● WHAT YOU HAVE TO DO: Nothing is needed except the lines below that run from the one with "Target: high-rise apartment building" through the one with "Target: night sky", repeated exactly.

Extracted data entries
---
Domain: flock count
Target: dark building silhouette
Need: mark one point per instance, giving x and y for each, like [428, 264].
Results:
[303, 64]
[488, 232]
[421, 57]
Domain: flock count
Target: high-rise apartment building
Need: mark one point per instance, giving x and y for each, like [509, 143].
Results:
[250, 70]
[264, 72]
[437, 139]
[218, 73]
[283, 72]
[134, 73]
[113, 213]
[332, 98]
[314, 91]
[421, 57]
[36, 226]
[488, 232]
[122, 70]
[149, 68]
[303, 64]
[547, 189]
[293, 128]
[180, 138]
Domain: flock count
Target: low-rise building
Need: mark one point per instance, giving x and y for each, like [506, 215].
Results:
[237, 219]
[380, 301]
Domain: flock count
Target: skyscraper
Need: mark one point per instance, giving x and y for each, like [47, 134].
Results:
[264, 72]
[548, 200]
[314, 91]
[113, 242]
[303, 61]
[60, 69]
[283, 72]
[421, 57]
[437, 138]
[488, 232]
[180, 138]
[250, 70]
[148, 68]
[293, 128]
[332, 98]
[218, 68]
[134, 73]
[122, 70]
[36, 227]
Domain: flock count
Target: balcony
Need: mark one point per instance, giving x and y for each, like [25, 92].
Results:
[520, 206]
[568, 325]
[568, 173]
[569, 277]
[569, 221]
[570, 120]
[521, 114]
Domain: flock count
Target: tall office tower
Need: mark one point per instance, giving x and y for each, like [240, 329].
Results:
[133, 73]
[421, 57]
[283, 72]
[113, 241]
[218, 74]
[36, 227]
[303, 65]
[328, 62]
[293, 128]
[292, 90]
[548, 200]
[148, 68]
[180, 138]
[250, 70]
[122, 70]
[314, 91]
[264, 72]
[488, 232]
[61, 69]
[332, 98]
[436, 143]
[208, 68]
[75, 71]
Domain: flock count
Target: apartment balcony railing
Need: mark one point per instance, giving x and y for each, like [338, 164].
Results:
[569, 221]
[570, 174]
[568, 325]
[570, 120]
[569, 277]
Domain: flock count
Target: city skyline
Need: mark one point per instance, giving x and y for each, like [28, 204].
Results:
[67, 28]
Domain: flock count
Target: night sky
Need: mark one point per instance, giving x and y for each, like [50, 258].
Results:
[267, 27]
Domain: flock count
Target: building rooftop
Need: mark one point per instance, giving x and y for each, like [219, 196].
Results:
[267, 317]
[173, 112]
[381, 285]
---
● REPLY:
Target: high-rise apartment building
Need: mark one point per instance, giving x and y for each, like [509, 143].
Results:
[250, 70]
[264, 72]
[437, 139]
[218, 73]
[283, 72]
[134, 73]
[113, 213]
[332, 98]
[314, 91]
[421, 57]
[36, 226]
[488, 232]
[122, 70]
[149, 68]
[303, 64]
[547, 189]
[293, 128]
[180, 138]
Domain: flock count
Target: low-rise building
Need: mark one point per instance, giving x and y for each, like [506, 215].
Results:
[237, 219]
[380, 301]
Domain: flock count
Target: skyscraper
Need: mark one point per instance, giving x and y for each, like [47, 134].
Results:
[264, 72]
[548, 200]
[314, 91]
[113, 242]
[303, 61]
[60, 69]
[283, 72]
[421, 57]
[437, 138]
[488, 232]
[180, 138]
[250, 70]
[148, 68]
[293, 128]
[332, 98]
[218, 68]
[134, 73]
[122, 70]
[36, 227]
Domain: flock count
Target: balcony
Need: mark one point per instance, giving x and y for each, like [25, 92].
Results:
[520, 206]
[568, 325]
[568, 173]
[569, 277]
[569, 221]
[570, 120]
[521, 114]
Domain: flock count
Target: tall office tower
Need: mark one point per instance, giving x and y for each, like [240, 329].
Results:
[133, 73]
[421, 57]
[283, 72]
[113, 241]
[218, 74]
[36, 227]
[303, 65]
[328, 62]
[293, 128]
[292, 90]
[548, 200]
[148, 68]
[180, 138]
[250, 70]
[122, 70]
[314, 91]
[264, 72]
[488, 232]
[61, 69]
[332, 98]
[436, 143]
[208, 68]
[75, 71]
Domain: flock count
Target: apartment balcony railing
Need: mark one point per instance, giving x and y for each, like [338, 164].
Results:
[569, 221]
[570, 174]
[568, 325]
[570, 120]
[569, 277]
Domain: flock count
Target: city skyline
Need: mark one point per instance, giving x and y for each, like [28, 204].
Results:
[67, 28]
Domain: flock count
Target: night sky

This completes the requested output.